— Start of QUOTED TEXT —

I was always snapped on, and felt like I was five-years-old again, when someone hears you say something "naughty" and you have to go sit on a time out.

I was almost 18. It had gotten a little ridiculous.

The guy who taught me what those words ment, the one who forced me to say them was the one treating me like a five-year-old.

Wednesday, November 26, 2008

Story of the absurd. :)

Every year my family takes a vacation to Panama City Beach, Fl. It was April of eighth grade year and Lindsey R came with our family. We met my cousins down there and on the first night decided to take a walk on the beach. Never having problems before, we thought this would be okay. It was 5:30 at night and very few people were on the beach at this point. We continued walking and saw an older gentleman "tanning" right by the water in his pink lawn chair. We thought it was odd, first because the sun is nearly gone, its kind of cold and he is sitting right in the open. As we grew closer to this man we noticed he was wearing a speedo. We continued to walk and all made it clear that no one would look at this man and we'd walk right by like nothing had happened, but as we were growing closer, I noticed this man was completely naked.

We were laughing, but tried to all hide it as we walked by. I dropped my flip flop just feet in front of him, and started SPRINTING to the other three girls. We continued walking for another half mile, and on our way back we noticed he was gone. We started walking faster as we were only a couple hotels away from ours, and were all laughing so hard that we couldn't wait to tell our parents and sibling what had happened. We were not two hotels away and I looked up and saw this man sitting in this chair with binoculars...FOLLOWING US with them. We started sprinting has fast as possible, as we saw him run to the road to get in this car and follow us. It was the scariest moment of my life. This grown man was following four young girls.

— End of QUOTED TEXT —
— Start of SUPPLIED RECORDS —

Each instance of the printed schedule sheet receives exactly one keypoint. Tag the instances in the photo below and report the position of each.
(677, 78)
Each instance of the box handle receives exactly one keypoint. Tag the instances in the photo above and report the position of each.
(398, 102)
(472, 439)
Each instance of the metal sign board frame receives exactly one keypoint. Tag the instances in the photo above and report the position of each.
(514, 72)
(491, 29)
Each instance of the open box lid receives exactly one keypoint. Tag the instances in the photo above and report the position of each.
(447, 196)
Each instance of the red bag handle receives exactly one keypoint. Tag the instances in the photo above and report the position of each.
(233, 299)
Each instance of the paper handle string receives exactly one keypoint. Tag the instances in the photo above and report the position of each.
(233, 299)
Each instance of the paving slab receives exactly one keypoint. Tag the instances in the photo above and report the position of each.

— End of SUPPLIED RECORDS —
— Start of SUPPLIED RECORDS —

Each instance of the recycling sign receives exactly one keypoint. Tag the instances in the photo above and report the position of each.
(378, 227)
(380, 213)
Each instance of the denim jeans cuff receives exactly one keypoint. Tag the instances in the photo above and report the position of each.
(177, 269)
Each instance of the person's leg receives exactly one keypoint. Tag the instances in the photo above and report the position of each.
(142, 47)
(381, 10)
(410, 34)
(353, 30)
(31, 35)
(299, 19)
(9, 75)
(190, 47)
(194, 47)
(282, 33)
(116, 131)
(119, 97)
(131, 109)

— End of SUPPLIED RECORDS —
— Start of SUPPLIED RECORDS —

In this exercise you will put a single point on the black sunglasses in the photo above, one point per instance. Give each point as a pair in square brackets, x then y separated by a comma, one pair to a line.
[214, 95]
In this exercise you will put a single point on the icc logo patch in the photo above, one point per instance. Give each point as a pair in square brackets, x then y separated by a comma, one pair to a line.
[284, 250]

— End of SUPPLIED RECORDS —

YOUR TASKS:
1 - Quote the passage of the blog excerpt that begins with the words containing "I was always" and ends with "a little ridiculous.".
2 - Print the lines of the listing from the line containing "Each instance of the open" through the line containing "Each instance of the paving", including both of those lines.
The blog excerpt and the listing have no connection to each other.

ANSWERS TO THE PROBLEMS:
1 -
I was always snapped on, and felt like I was five-years-old again, when someone hears you say something "naughty" and you have to go sit on a time out.

I was almost 18. It had gotten a little ridiculous.

2 -
Each instance of the open box lid receives exactly one keypoint. Tag the instances in the photo above and report the position of each.
(447, 196)
Each instance of the red bag handle receives exactly one keypoint. Tag the instances in the photo above and report the position of each.
(233, 299)
Each instance of the paper handle string receives exactly one keypoint. Tag the instances in the photo above and report the position of each.
(233, 299)
Each instance of the paving slab receives exactly one keypoint. Tag the instances in the photo above and report the position of each.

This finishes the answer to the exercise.